_Exercise brief_. Before the entries, echo the part of the interview with Fallen Fruit that opens with the words containing "Alex—How do you" and closes with "the same time?", copying it word for word.

_Source text_.
Fallen Fruit Celebrate Their Endless Orchard in Los Angeles
Inspired by the Old Testament’s commandment to property owners to plant trees on the edge of their land so that passersby could profit from the fruit, Austin Young and David Burns have been working for decades on a collaborative project centered on this idea under the name Fallen Fruit. Their ongoing Creative Capital Project, Endless Orchard, engages communities in cities all over the world to encourage people to plant fruit trees in public and on the margins of private spaces for all to enjoy. The public fruit trees are mapped in an online database. Fallen Fruit celebrates Endless Orchard on November 13 at their Monument to Sharing in Los Angeles State Historic Park with a Fruit Tree Adoption and public gathering.
We spoke to David and Austin about the origin of Fallen Fruit, their goals for the project, and what to expect.
Alex—How do you describe the Endless Orchard?
David Burns—The Endless Orchard began as an idea, long ago, where we thought, what if we were able to plant fruit trees in parks, public spaces, and cities across the United States, and eventually around the world? We realized that this project would be limited by our own capacity to do the work ourselves. We thought maybe we could make an art project truly collaborative—meaning, anyone anywhere can add on to it and make it bigger and better and more available for other people to enjoy.
What if there was an orchard that was connected by social media and geography and by time and space, but it didn’t happen in one location—what if it happened seemingly randomly all over the world at the same time?
Austin Young—At the core of the Endless Orchard is a question: can we share fruit in public spaces in cities? It’s also a call to action for people to share their fruit by planting a fruit tree on the margins of public and private property, in front of their house or in a community center.
David—One of the great things you always bring up, Austin, was this idea that not just Fallen Fruit, or artists, or social activists, or political advocates—what if people decided to change their neighborhood and turn them into communal gardens? Wouldn’t that radically change so much about the world?
Austin—It’s so intense to be on the planet right now, and it seems like you can get lost in everything that’s going wrong. We see the Endless Orchard as a small, achievable gesture that can actually make a difference in the community and in the world.
David—One of the things that people don’t realize about food is that several generations ago, food was completely regional. As far as you could bring it was where you could sell it at market. In our recent generations that changed. Food started being transported around the planet in airplanes and boats. In the US, the average piece of produce on your table travels at least 300 miles to get to your kitchen. In many cases, it travels over 1,500 miles. In a lot of places in North America, there’s no reason why you couldn’t walk around the corner to get the very thing you just bought from another state, or perhaps a different country.

_Data section_.
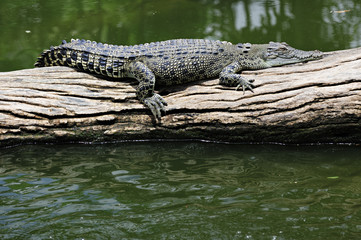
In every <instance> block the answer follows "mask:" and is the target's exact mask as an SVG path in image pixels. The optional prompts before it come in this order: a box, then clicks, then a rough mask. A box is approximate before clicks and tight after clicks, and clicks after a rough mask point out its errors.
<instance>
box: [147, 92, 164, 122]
mask: <svg viewBox="0 0 361 240" xmlns="http://www.w3.org/2000/svg"><path fill="white" fill-rule="evenodd" d="M142 102H143V103H144V105H146V106H147V107H148V108H149V109H150V111H152V114H153V115H154V117H155V118H156V119H158V120H159V119H160V118H161V117H162V114H161V111H163V112H165V108H164V106H167V105H168V104H167V102H166V101H165V100H164V99H163V98H162V97H161V96H160V95H159V94H157V93H154V94H153V96H151V97H148V98H144V99H143V100H142Z"/></svg>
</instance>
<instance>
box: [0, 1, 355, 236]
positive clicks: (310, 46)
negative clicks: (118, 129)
mask: <svg viewBox="0 0 361 240" xmlns="http://www.w3.org/2000/svg"><path fill="white" fill-rule="evenodd" d="M342 10H347V11H343V12H337V11H342ZM348 10H350V11H348ZM360 12H361V2H360V1H359V0H345V1H338V0H327V1H322V0H320V1H314V0H312V1H311V0H302V1H301V0H259V1H250V0H248V1H247V0H244V1H231V0H229V1H218V0H199V1H194V0H192V1H191V0H172V1H169V0H161V1H144V0H122V1H116V0H106V1H100V0H99V1H96V0H77V1H71V0H63V1H55V0H27V1H23V0H1V1H0V29H1V38H0V71H11V70H16V69H22V68H31V67H32V66H33V63H34V61H35V59H36V57H37V56H38V55H39V53H40V52H41V51H42V50H43V49H44V48H48V47H49V46H50V45H57V44H59V43H60V42H61V40H63V39H66V40H69V39H71V38H85V39H91V40H95V41H101V42H108V43H114V44H136V43H144V42H150V41H158V40H166V39H172V38H207V39H222V40H227V41H232V42H234V43H237V42H252V43H264V42H268V41H271V40H273V41H286V42H288V43H289V44H290V45H292V46H294V47H296V48H300V49H305V50H308V49H319V50H322V51H330V50H338V49H346V48H353V47H359V46H361V17H360ZM360 156H361V148H360V147H359V146H354V147H349V146H344V147H342V146H338V147H335V146H318V147H316V146H312V147H311V146H310V147H291V146H288V147H286V146H252V145H225V144H213V143H184V142H183V143H182V142H174V143H169V142H168V143H167V142H158V143H155V142H153V143H151V142H148V143H119V144H104V145H76V144H73V145H58V146H38V145H34V146H20V147H14V148H9V149H0V239H277V240H278V239H287V240H288V239H322V240H323V239H361V212H360V210H361V200H360V199H361V196H360V194H361V177H360V176H361V165H360V163H359V161H360V158H361V157H360Z"/></svg>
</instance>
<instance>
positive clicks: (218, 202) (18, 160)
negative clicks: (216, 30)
mask: <svg viewBox="0 0 361 240" xmlns="http://www.w3.org/2000/svg"><path fill="white" fill-rule="evenodd" d="M360 156H361V149H360V148H359V147H346V146H345V147H340V146H338V147H332V146H327V147H285V146H252V145H250V146H249V145H225V144H212V143H179V142H178V143H167V142H158V143H149V142H148V143H121V144H115V145H113V144H110V145H109V144H108V145H90V146H86V145H63V146H22V147H16V148H11V149H3V150H1V160H0V172H1V177H0V183H1V187H0V238H1V239H360V236H361V164H360Z"/></svg>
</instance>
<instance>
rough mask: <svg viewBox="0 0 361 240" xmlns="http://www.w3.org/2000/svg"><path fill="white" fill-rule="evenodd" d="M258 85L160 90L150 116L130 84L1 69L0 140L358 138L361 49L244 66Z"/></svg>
mask: <svg viewBox="0 0 361 240" xmlns="http://www.w3.org/2000/svg"><path fill="white" fill-rule="evenodd" d="M243 74H244V76H246V77H248V78H249V79H252V78H254V79H256V81H255V86H256V88H255V89H254V90H255V92H254V93H251V92H250V91H247V92H246V93H245V94H243V93H242V92H240V91H238V92H236V91H234V90H233V88H228V87H223V86H220V85H218V80H208V81H199V82H196V83H190V84H187V85H180V86H173V87H165V88H160V89H159V92H160V94H161V95H162V96H164V98H165V100H166V101H167V102H168V104H169V106H168V108H167V109H168V111H167V114H166V115H165V116H164V117H162V120H161V123H156V122H155V120H154V118H153V117H152V115H151V113H150V111H149V110H147V109H146V108H145V107H144V106H143V105H142V104H140V103H139V102H138V100H137V99H136V96H135V87H136V82H133V81H120V80H119V81H115V80H111V79H102V78H97V77H95V76H93V75H90V74H86V73H81V72H77V71H75V70H73V69H71V68H67V67H49V68H37V69H28V70H20V71H13V72H3V73H0V145H1V146H5V145H14V144H21V143H34V142H72V141H76V142H96V141H98V142H102V141H120V140H135V139H139V140H142V139H205V140H212V141H225V142H243V143H249V142H253V143H254V142H257V143H265V142H277V143H360V142H361V48H357V49H350V50H345V51H339V52H334V53H329V54H328V56H326V57H325V58H324V59H322V60H319V61H314V62H309V63H306V64H296V65H291V66H285V67H279V68H271V69H265V70H260V71H246V72H244V73H243Z"/></svg>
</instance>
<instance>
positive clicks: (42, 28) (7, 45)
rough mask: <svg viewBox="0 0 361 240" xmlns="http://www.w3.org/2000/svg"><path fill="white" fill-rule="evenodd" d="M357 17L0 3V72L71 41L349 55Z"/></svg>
mask: <svg viewBox="0 0 361 240" xmlns="http://www.w3.org/2000/svg"><path fill="white" fill-rule="evenodd" d="M340 10H341V12H338V11H340ZM342 10H347V11H346V12H342ZM360 11H361V2H360V0H343V1H339V0H328V1H312V0H304V1H301V0H252V1H245V0H228V1H218V0H201V1H192V0H185V1H169V0H158V1H145V0H122V1H118V0H107V1H100V0H77V1H58V0H47V1H34V0H32V1H23V0H1V1H0V29H1V34H2V35H1V38H0V52H1V54H0V71H10V70H15V69H21V68H32V67H33V64H34V61H35V59H36V57H37V56H38V55H39V54H40V52H41V51H42V50H43V49H44V48H48V47H49V46H50V45H58V44H60V43H61V41H62V40H63V39H65V40H68V41H69V40H70V39H71V38H84V39H90V40H95V41H100V42H107V43H112V44H118V45H130V44H139V43H144V42H151V41H160V40H168V39H174V38H207V39H220V40H226V41H231V42H233V43H239V42H250V43H265V42H269V41H286V42H288V43H289V44H290V45H291V46H293V47H296V48H299V49H304V50H313V49H319V50H322V51H333V50H338V49H346V48H354V47H359V46H361V18H360V14H359V13H360Z"/></svg>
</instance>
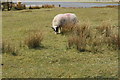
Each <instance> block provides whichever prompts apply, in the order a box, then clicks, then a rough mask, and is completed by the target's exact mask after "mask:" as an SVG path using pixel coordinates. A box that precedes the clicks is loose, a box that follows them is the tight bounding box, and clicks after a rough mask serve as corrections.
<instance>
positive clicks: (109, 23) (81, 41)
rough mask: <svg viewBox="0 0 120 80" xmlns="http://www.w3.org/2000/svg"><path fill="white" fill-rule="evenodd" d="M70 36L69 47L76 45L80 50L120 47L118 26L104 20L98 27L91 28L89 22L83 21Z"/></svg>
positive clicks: (77, 26)
mask: <svg viewBox="0 0 120 80" xmlns="http://www.w3.org/2000/svg"><path fill="white" fill-rule="evenodd" d="M73 32H74V33H73V35H72V36H70V37H69V38H68V47H69V48H70V47H72V46H73V47H76V49H77V50H79V51H92V52H98V51H100V52H101V51H102V50H103V47H112V48H114V49H120V37H119V36H118V27H116V26H112V25H111V24H110V22H109V21H104V22H102V23H101V24H100V26H98V27H97V28H91V26H90V24H89V23H83V24H81V25H79V26H77V27H76V28H75V29H74V30H73Z"/></svg>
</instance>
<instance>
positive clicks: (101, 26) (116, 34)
mask: <svg viewBox="0 0 120 80" xmlns="http://www.w3.org/2000/svg"><path fill="white" fill-rule="evenodd" d="M97 30H98V32H99V33H100V35H101V36H102V38H104V43H105V44H107V46H112V47H113V46H115V48H118V47H119V35H118V27H117V26H113V25H111V22H110V21H103V22H102V23H101V25H100V26H99V27H98V28H97Z"/></svg>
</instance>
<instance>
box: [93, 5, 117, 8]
mask: <svg viewBox="0 0 120 80" xmlns="http://www.w3.org/2000/svg"><path fill="white" fill-rule="evenodd" d="M116 7H118V5H108V6H101V7H98V6H94V7H92V8H116Z"/></svg>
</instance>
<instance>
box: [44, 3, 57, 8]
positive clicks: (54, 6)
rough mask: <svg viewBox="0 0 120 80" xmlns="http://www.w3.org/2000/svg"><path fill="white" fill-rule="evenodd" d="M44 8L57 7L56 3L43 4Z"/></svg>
mask: <svg viewBox="0 0 120 80" xmlns="http://www.w3.org/2000/svg"><path fill="white" fill-rule="evenodd" d="M42 8H55V5H48V4H45V5H42Z"/></svg>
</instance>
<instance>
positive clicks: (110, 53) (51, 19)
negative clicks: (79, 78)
mask: <svg viewBox="0 0 120 80" xmlns="http://www.w3.org/2000/svg"><path fill="white" fill-rule="evenodd" d="M59 13H75V14H76V15H77V17H78V19H79V20H80V22H81V23H82V22H85V21H89V22H90V23H91V27H96V26H98V25H99V24H100V23H101V22H102V21H106V20H111V24H112V25H115V26H117V25H118V9H117V8H52V9H38V10H37V9H36V10H22V11H4V12H3V13H2V14H3V16H2V17H3V29H2V31H3V34H2V35H3V40H4V41H5V42H11V43H12V44H14V45H15V46H16V48H17V52H16V54H17V55H16V56H15V55H12V54H9V53H4V54H3V60H2V61H3V67H2V69H3V75H2V76H3V78H85V77H108V78H116V77H118V74H117V73H118V52H117V50H114V49H105V50H104V51H102V53H101V52H96V53H93V52H88V51H84V52H79V51H78V50H76V49H75V48H71V49H69V48H68V47H67V39H68V36H67V35H60V34H59V35H55V34H54V32H53V30H52V29H51V22H52V19H53V18H54V16H55V15H56V14H59ZM36 30H40V31H42V33H43V36H44V38H43V41H42V47H40V48H37V49H29V48H27V47H26V45H24V40H25V37H26V36H28V35H29V33H30V32H32V31H36ZM103 47H104V45H103Z"/></svg>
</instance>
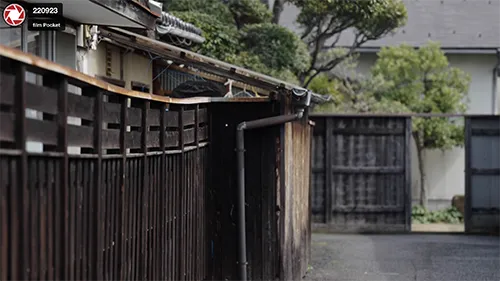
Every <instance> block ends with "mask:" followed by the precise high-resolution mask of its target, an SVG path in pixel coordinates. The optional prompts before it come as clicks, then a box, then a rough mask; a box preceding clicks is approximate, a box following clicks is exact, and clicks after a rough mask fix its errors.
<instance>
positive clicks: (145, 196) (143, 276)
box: [140, 101, 150, 280]
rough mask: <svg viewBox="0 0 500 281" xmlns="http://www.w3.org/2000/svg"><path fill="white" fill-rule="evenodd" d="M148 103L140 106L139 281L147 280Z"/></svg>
mask: <svg viewBox="0 0 500 281" xmlns="http://www.w3.org/2000/svg"><path fill="white" fill-rule="evenodd" d="M149 104H150V103H149V101H143V104H142V120H141V126H142V149H141V151H142V153H143V155H144V156H143V160H142V161H143V162H142V188H141V189H142V196H141V198H142V206H141V210H142V211H141V214H142V215H141V218H142V219H141V222H142V226H141V254H140V255H141V266H140V268H141V271H140V272H141V273H140V274H141V276H140V278H141V280H146V279H147V253H146V248H147V235H148V232H147V227H148V225H147V222H148V206H149V204H150V202H148V200H147V198H148V192H149V188H150V186H149V182H150V181H149V167H148V164H149V163H148V145H147V136H148V123H147V122H148V121H147V120H148V118H147V116H148V115H147V114H148V109H149Z"/></svg>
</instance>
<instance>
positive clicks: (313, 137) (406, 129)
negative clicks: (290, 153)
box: [311, 115, 411, 232]
mask: <svg viewBox="0 0 500 281" xmlns="http://www.w3.org/2000/svg"><path fill="white" fill-rule="evenodd" d="M312 120H314V121H315V122H316V126H315V127H314V137H313V151H312V165H313V166H312V185H311V191H312V221H313V223H314V225H315V228H316V229H318V230H320V229H323V230H324V229H326V230H329V231H334V232H337V231H340V232H351V231H354V232H359V231H377V232H388V231H410V229H411V166H410V165H411V161H410V141H411V118H410V117H394V116H393V117H383V116H368V115H367V116H324V115H321V116H313V117H312Z"/></svg>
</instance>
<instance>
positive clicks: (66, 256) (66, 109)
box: [57, 76, 72, 280]
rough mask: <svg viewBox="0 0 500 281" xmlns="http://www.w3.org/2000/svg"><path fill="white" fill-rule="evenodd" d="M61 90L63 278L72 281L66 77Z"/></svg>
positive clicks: (58, 129)
mask: <svg viewBox="0 0 500 281" xmlns="http://www.w3.org/2000/svg"><path fill="white" fill-rule="evenodd" d="M59 79H60V82H59V89H58V93H57V109H58V114H57V126H58V144H57V150H58V151H59V152H62V153H63V159H62V163H61V172H60V176H61V179H60V180H61V189H62V191H63V192H62V196H63V200H62V202H63V214H64V216H62V225H63V228H64V232H63V233H64V236H65V237H64V240H63V251H64V255H63V261H64V266H63V272H64V274H62V276H64V280H71V279H70V278H71V273H72V272H71V269H72V266H71V264H70V263H71V255H72V253H71V244H70V241H71V240H70V239H71V237H68V236H69V235H70V233H69V232H70V227H69V226H70V222H69V208H70V205H69V193H70V190H69V188H68V187H69V186H68V184H69V180H68V176H69V157H68V134H67V127H68V122H67V117H68V79H67V78H66V77H64V76H63V77H59Z"/></svg>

_Response_.
Alex—How do you describe the Endless Orchard?
David Burns—The Endless Orchard began as an idea, long ago, where we thought, what if we were able to plant fruit trees in parks, public spaces, and cities across the United States, and eventually around the world? We realized that this project would be limited by our own capacity to do the work ourselves. We thought maybe we could make an art project truly collaborative—meaning, anyone anywhere can add on to it and make it bigger and better and more available for other people to enjoy.
What if there was an orchard that was connected by social media and geography and by time and space, but it didn’t happen in one location—what if it happened seemingly randomly all over the world at the same time?